TASK INPUTS Start Marker

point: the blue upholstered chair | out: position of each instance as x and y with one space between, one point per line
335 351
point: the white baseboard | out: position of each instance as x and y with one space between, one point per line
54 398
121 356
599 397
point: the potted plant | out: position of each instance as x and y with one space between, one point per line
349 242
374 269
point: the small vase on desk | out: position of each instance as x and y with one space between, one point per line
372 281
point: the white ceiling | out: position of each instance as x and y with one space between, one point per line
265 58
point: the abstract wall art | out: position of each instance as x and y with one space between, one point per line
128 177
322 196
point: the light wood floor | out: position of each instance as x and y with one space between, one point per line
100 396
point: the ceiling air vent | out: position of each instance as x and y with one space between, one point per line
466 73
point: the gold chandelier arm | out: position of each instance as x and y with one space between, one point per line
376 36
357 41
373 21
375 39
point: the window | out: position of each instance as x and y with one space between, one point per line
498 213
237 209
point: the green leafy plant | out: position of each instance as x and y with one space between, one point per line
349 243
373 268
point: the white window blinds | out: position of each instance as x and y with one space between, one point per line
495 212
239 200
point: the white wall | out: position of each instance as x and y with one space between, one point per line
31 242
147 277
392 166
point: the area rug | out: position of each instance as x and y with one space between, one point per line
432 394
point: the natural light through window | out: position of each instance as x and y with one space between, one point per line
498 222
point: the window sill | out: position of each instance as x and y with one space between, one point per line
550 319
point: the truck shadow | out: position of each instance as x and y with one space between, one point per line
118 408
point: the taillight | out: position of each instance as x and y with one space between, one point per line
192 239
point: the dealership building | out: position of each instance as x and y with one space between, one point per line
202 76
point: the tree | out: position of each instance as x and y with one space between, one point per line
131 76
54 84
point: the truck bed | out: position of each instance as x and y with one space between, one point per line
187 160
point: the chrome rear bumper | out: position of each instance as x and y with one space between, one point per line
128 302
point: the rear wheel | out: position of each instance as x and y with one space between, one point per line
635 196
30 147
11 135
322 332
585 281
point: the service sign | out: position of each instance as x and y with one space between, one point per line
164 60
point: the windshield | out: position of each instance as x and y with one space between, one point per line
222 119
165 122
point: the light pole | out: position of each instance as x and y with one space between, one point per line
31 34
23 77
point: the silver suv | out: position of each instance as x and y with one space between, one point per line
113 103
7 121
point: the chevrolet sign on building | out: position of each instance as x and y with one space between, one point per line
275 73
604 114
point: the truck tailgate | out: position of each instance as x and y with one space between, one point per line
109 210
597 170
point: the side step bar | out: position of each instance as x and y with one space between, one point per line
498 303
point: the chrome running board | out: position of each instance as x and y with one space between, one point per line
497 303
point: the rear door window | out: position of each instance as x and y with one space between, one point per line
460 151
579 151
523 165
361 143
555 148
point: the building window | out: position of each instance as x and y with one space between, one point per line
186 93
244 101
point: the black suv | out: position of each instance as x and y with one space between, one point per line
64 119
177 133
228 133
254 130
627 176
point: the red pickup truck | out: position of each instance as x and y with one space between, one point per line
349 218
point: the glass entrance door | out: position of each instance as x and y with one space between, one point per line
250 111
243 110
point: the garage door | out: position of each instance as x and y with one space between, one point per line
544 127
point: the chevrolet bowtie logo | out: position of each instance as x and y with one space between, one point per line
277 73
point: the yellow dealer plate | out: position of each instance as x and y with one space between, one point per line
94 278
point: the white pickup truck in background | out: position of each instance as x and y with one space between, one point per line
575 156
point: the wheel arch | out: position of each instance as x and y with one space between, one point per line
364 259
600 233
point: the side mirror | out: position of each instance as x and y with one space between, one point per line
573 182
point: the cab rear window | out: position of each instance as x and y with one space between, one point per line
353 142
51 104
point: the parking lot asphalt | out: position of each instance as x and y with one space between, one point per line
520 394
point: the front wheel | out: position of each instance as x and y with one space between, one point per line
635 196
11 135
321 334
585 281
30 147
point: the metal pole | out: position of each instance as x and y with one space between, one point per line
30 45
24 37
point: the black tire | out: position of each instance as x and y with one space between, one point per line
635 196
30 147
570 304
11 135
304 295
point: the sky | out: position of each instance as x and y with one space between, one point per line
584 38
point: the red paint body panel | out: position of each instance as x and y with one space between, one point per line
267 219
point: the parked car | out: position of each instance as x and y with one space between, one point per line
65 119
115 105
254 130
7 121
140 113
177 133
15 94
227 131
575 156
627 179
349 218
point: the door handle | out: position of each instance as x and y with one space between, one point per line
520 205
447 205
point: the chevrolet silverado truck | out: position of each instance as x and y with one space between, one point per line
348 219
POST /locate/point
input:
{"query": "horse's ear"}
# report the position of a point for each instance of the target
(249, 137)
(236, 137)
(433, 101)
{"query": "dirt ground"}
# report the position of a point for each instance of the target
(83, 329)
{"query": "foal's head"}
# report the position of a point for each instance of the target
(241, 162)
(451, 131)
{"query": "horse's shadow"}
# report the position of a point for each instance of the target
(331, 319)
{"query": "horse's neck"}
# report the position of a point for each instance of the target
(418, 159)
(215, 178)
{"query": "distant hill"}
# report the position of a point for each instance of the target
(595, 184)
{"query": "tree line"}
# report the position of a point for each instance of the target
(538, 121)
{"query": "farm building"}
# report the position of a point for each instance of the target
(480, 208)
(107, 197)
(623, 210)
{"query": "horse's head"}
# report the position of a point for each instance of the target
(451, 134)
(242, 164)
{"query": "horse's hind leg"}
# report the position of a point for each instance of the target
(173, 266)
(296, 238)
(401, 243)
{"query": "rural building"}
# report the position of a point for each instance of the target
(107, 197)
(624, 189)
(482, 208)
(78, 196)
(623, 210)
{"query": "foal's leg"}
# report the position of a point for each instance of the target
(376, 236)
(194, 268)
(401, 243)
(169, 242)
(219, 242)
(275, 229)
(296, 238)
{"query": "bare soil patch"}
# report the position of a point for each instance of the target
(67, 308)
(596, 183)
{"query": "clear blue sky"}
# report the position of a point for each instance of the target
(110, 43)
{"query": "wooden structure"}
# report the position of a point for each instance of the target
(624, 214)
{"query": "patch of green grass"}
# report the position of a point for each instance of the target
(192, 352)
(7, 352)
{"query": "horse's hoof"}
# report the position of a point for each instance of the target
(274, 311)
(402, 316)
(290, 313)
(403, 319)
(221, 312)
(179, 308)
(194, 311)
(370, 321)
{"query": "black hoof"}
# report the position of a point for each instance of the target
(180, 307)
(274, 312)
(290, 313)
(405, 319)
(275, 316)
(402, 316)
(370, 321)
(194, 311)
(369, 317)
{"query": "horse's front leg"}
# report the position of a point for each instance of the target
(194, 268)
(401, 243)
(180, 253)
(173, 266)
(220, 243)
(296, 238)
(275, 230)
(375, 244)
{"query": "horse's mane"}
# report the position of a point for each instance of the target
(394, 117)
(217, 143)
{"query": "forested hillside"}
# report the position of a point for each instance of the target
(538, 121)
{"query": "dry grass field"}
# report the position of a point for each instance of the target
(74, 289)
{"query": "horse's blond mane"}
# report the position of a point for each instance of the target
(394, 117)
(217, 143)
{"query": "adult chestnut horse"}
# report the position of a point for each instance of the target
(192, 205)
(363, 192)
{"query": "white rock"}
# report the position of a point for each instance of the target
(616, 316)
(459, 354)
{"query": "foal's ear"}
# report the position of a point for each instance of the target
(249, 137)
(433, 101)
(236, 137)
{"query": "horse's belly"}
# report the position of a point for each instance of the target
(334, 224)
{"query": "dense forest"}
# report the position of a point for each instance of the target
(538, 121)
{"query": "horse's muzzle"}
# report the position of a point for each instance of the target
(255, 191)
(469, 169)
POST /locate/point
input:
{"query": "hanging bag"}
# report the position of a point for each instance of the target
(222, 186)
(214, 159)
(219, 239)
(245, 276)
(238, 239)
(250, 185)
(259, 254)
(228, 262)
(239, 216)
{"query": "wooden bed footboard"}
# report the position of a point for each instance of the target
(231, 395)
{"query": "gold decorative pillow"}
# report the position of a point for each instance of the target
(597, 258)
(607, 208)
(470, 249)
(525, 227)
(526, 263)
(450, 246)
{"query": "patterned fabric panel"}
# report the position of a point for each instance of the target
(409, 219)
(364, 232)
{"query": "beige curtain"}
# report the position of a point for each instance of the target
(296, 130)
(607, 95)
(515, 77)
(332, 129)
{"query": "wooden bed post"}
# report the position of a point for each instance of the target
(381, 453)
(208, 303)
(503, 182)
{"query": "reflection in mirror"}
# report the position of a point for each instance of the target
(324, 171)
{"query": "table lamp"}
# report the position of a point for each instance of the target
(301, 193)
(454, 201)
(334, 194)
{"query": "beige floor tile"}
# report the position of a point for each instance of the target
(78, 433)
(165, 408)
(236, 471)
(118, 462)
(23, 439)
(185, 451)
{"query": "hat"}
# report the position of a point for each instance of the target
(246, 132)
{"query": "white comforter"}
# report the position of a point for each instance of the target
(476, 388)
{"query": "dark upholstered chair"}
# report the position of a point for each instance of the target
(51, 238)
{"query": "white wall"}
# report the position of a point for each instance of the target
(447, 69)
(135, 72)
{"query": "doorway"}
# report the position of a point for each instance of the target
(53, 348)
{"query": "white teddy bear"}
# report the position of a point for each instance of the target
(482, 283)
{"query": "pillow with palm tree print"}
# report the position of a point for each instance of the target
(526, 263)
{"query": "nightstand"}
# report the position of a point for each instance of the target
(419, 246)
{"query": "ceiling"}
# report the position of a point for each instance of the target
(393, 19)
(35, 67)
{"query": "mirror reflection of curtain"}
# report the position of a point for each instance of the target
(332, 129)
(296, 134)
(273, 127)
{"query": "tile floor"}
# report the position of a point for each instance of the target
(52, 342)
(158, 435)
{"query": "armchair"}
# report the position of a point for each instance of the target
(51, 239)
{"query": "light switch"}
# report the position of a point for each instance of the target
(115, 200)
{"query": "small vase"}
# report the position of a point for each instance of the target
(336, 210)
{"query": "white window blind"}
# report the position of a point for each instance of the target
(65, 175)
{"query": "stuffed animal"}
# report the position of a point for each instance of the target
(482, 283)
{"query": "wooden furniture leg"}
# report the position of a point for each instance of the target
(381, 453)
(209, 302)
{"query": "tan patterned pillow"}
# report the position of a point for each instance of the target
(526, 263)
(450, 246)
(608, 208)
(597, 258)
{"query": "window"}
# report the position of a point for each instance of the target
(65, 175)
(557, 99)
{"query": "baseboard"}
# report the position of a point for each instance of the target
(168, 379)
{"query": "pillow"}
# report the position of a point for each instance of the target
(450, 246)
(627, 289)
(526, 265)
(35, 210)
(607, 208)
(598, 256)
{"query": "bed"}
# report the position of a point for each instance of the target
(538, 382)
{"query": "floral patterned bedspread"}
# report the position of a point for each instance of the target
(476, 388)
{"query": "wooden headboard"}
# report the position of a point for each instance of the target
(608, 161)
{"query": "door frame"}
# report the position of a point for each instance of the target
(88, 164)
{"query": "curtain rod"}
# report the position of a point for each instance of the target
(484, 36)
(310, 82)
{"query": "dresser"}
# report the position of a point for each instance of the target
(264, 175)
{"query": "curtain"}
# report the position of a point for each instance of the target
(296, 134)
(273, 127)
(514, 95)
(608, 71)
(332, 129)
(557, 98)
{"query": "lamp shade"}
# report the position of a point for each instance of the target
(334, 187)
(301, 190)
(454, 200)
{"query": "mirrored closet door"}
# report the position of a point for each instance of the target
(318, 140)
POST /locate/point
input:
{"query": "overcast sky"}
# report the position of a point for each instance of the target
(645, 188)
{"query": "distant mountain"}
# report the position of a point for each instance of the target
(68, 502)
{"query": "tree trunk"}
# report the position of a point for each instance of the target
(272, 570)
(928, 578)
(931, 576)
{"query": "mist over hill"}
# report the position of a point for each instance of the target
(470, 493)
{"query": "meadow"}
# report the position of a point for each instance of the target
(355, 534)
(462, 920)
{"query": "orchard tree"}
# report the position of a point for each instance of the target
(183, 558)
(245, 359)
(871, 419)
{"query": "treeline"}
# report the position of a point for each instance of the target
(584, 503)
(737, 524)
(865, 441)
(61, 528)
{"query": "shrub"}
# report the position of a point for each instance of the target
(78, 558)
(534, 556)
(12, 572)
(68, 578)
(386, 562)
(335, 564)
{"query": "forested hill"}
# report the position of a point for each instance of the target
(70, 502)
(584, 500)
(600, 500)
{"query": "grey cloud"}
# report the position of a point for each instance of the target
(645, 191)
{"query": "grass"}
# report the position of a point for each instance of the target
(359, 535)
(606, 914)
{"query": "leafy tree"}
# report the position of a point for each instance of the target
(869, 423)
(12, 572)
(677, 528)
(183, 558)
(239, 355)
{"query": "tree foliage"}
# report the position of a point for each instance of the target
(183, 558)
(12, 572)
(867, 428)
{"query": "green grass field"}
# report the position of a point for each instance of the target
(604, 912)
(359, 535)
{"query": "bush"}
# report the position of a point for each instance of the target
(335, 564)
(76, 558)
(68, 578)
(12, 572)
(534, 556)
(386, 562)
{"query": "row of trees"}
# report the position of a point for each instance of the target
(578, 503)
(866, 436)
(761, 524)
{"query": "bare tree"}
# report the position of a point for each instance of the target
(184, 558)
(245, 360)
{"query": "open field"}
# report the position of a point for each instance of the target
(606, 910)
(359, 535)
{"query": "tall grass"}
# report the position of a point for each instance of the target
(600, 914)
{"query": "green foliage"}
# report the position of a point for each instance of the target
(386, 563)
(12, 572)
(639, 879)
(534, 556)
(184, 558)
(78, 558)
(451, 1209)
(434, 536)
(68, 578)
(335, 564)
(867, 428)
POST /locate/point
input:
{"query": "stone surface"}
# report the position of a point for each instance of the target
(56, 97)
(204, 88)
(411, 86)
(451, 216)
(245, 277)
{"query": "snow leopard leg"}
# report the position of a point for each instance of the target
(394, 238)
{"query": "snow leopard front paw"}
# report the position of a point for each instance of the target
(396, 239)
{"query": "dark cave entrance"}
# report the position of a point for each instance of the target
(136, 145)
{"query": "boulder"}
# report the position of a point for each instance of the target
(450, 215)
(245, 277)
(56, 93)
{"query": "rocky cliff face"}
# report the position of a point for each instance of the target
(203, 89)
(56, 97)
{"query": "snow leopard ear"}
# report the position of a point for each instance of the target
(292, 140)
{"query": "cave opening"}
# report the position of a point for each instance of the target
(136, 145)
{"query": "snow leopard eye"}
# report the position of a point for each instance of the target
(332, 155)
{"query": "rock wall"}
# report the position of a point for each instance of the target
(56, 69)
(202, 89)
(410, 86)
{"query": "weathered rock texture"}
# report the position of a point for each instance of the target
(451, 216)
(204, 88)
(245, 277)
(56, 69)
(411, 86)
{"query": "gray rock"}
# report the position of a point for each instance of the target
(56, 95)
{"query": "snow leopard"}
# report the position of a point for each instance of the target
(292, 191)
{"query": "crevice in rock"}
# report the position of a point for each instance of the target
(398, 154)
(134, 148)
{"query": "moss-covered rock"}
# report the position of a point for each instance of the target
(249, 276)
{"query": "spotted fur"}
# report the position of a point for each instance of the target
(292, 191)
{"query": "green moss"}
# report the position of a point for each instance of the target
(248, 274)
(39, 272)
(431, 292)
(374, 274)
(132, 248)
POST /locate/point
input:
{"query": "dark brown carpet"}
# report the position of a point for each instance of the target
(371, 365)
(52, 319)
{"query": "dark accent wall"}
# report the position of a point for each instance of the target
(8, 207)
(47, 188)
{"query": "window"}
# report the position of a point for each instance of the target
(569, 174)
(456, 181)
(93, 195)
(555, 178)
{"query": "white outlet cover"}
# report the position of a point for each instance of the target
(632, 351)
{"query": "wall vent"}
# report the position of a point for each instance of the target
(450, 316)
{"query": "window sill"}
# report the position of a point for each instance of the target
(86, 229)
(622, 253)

TASK INPUTS End Marker

**WORK TASK:** If a line in the data contains the string "moss", count it, then give the total and nothing else.

**YOUR SOLUTION:** 2